No decorrer de seu ensino acerca do objeto a, Lacan propõe a voz como uma de suas modalidades. Mas não só: a voz, em consonância com a zona erógena auditiva, é então definida por ele como um objetoa primordial ao lado dos outros já estabelecidos por Freud - seio, fezes e falo2. Dessa forma, a pulsão concernente ao circuito da voz e ouvido passa a ser denominada pulsão invocante, sobre a qual discorreremos a seguir.

 

A pulsão invocante

Como vimos, Lacan introduziu a pulsão invocante em seu ensino ao tratar a voz como um dos objetos a, mas pouco discorreu sobre ela. Outros autores, no entanto, se interessaram pela tarefa, tais como Didier-Weill, Vivès e Catão, que retomaram a questão da pulsão invocante de maneira mais detalhada. De modo geral, a pulsão invocante diz respeito à relação com o Outro na sustentação de uma posição que fará com que o infans se ratifique enquanto sujeito por vir. De forma diversa da demanda, a pulsão invocante supõe "que uma alteridade possa advir, de onde o sujeito, pura possibilidade, seria chamado a tornar-se" (Vivès, 2009a, p. 187-188). Por meio da voz do Outro, a invocação chama pelo bebê e sustenta sua posição como sujeito-vir-a-ser. Nesse sentido, invocação e demanda se distinguem por uma diferença essencial: enquanto na demanda o infans está em posição de dependência absoluta do Outro, ligada às necessidades corporais e sujeita à sua disponibilidade em oferecer ou não significantes sonoros, a invocação, por outro lado, está localizada no campo erógeno já que supõe um sujeito que não está apenas em dependência vital mas em um campo imaginarizado pelo Outro como uma promessa de intersubjetivação na qual emerge não somente a expectativa como também a certeza de que uma alteridade acederia em resposta ao chamamento.

◆ Tarefas
**a.** Informe se cada afirmação concorda com o extrato do documento, respondendo sim ou não e citando literalmente as palavras do extrato que decidem a questão: (i) Lacan discorreu longamente sobre a pulsão invocante; (ii) seio, fezes e falo são objetos que Freud já havia estabelecido; (iii) na demanda, o infans se encontra em dependência absoluta do Outro.
**b.** Devolva, sem alterações, a parte do extrato do documento que se inicia com as palavras contendo "No decorrer de" e se encerra com "discorreremos a seguir.".
Os registros constituem material independente do extrato do documento.

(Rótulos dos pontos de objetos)
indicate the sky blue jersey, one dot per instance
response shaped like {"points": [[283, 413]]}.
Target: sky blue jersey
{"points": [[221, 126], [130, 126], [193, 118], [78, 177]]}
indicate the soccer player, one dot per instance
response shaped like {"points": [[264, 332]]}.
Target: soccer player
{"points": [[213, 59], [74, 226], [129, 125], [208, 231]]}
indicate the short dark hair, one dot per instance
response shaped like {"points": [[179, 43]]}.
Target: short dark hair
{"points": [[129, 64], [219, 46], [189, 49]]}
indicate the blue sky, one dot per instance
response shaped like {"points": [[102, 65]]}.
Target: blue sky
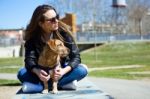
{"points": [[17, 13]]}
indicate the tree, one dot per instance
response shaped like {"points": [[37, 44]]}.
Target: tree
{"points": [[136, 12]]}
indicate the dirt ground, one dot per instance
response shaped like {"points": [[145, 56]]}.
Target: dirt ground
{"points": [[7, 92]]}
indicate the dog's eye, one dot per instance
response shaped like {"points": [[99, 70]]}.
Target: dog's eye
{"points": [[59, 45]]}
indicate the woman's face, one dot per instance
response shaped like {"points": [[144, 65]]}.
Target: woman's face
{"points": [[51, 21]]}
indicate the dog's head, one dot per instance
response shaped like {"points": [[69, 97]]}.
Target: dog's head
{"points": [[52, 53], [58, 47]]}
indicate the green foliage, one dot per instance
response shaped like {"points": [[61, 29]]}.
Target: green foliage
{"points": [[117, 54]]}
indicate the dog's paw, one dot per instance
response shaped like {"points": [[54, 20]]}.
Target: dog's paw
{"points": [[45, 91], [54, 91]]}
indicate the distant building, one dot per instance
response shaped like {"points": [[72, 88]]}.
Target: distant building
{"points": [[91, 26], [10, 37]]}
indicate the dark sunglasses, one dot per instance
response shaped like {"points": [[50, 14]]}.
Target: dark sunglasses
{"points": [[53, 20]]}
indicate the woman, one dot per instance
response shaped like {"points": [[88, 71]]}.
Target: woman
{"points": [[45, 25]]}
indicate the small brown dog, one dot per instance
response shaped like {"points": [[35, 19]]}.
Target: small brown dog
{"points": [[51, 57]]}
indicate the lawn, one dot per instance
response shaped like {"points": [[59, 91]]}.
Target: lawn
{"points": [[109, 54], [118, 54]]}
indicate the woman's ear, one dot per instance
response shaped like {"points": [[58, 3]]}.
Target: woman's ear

◆ Respostas em ordem
**a.**
(i) Não: "mas pouco discorreu sobre ela".
(ii) Sim: "ao lado dos outros já estabelecidos por Freud".
(iii) Sim: "na demanda o infans está em posição de dependência absoluta do Outro".

**b.**
No decorrer de seu ensino acerca do objeto a, Lacan propõe a voz como uma de suas modalidades. Mas não só: a voz, em consonância com a zona erógena auditiva, é então definida por ele como um objetoa primordial ao lado dos outros já estabelecidos por Freud - seio, fezes e falo2. Dessa forma, a pulsão concernente ao circuito da voz e ouvido passa a ser denominada pulsão invocante, sobre a qual discorreremos a seguir.